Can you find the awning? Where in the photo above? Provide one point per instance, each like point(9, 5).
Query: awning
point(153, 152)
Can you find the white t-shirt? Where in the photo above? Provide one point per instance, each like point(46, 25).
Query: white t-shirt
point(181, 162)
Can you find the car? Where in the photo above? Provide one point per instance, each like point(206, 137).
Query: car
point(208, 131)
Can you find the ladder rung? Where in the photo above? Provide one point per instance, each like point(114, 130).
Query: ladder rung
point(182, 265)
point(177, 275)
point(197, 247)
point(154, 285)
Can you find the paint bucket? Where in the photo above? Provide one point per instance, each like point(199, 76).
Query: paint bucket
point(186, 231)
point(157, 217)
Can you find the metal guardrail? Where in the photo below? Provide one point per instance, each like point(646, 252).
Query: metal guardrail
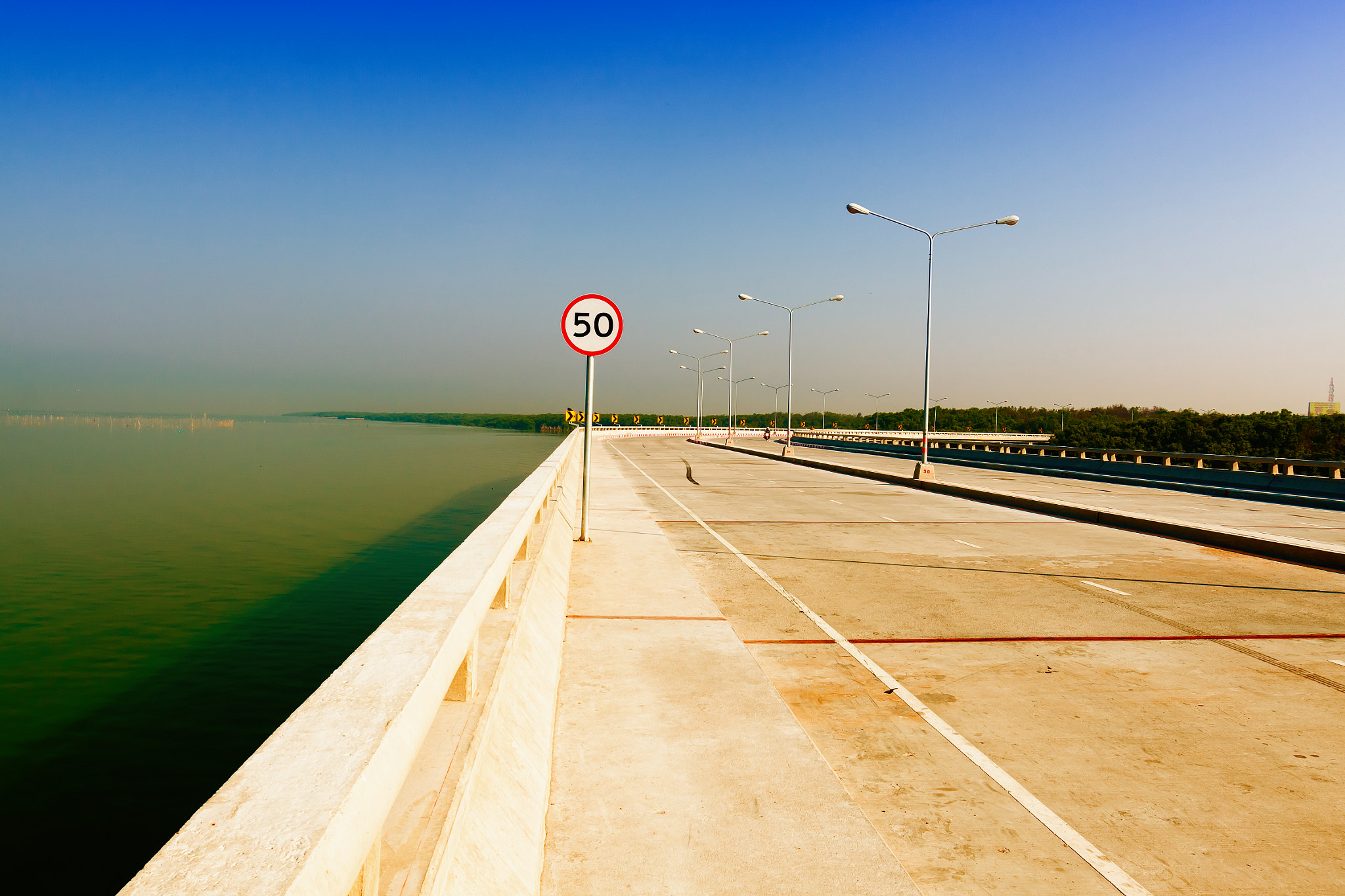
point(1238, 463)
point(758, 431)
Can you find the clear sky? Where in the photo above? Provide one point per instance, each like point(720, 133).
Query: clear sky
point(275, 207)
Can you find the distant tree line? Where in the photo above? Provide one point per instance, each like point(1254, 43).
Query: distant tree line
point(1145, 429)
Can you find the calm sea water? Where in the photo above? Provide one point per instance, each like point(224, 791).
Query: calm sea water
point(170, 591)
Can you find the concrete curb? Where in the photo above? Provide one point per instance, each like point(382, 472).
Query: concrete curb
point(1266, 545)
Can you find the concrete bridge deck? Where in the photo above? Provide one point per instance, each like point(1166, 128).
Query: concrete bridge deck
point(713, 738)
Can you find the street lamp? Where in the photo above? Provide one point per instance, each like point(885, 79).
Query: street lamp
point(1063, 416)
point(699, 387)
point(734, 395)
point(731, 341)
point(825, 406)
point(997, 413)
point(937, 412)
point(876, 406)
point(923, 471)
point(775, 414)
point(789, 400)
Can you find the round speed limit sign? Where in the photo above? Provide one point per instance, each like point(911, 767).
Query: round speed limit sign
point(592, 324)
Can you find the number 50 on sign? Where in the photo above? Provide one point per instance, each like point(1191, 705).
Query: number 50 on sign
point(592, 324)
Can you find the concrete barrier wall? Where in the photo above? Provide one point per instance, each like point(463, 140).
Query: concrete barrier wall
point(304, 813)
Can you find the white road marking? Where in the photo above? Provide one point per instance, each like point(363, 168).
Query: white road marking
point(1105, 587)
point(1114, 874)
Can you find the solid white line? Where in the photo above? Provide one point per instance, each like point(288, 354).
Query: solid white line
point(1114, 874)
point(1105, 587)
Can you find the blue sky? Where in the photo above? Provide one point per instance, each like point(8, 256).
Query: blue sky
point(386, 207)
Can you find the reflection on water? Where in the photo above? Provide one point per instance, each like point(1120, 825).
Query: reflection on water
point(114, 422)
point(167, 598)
---
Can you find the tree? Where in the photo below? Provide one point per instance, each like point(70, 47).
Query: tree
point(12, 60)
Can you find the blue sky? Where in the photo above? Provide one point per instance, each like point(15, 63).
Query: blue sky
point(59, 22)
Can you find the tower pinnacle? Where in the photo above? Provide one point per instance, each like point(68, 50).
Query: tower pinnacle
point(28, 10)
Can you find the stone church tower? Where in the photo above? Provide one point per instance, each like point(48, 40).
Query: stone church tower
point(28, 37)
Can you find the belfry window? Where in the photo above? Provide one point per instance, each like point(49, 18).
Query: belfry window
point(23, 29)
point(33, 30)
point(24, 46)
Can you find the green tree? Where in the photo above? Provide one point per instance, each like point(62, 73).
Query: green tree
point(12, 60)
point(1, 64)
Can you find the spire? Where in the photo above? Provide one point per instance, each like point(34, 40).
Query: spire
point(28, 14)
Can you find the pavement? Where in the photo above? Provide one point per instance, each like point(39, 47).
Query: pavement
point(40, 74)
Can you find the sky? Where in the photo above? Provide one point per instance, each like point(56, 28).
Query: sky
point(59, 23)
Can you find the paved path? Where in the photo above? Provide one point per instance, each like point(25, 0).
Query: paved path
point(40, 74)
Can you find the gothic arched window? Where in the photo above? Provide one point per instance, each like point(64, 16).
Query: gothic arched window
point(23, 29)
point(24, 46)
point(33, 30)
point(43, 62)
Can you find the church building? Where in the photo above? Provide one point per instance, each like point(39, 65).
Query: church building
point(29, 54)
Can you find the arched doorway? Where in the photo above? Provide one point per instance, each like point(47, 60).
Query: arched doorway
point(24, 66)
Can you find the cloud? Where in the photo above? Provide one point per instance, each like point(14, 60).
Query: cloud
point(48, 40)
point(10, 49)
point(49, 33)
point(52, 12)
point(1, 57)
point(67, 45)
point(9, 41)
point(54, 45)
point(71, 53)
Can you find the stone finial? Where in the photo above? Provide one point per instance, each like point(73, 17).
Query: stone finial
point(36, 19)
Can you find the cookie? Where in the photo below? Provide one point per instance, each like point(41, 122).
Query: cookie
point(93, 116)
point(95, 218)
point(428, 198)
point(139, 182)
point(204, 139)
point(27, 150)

### [EXERCISE GOAL]
Reproduce verbatim the items that begin with the line containing "Can you find the awning?" and end with the line containing "point(157, 217)", including both of those lines.

### [RIGHT ANSWER]
Can you find the awning? Where in the photo above? Provide one point per instance, each like point(9, 5).
Query: awning
point(153, 152)
Can you find the white t-shirt? Where in the photo above? Provide one point per instance, each like point(46, 25).
Query: white t-shirt
point(181, 162)
Can you find the car? Where in the photo above? Provide one point per instance, each like point(206, 137).
Query: car
point(208, 131)
Can you find the ladder rung? Where in the photo above? Provide one point per instance, each like point(114, 130).
Query: ladder rung
point(182, 265)
point(177, 275)
point(197, 247)
point(154, 285)
Can you find the paint bucket? Where in the photo above? Provide one point per instance, each like point(199, 76).
Query: paint bucket
point(186, 231)
point(157, 217)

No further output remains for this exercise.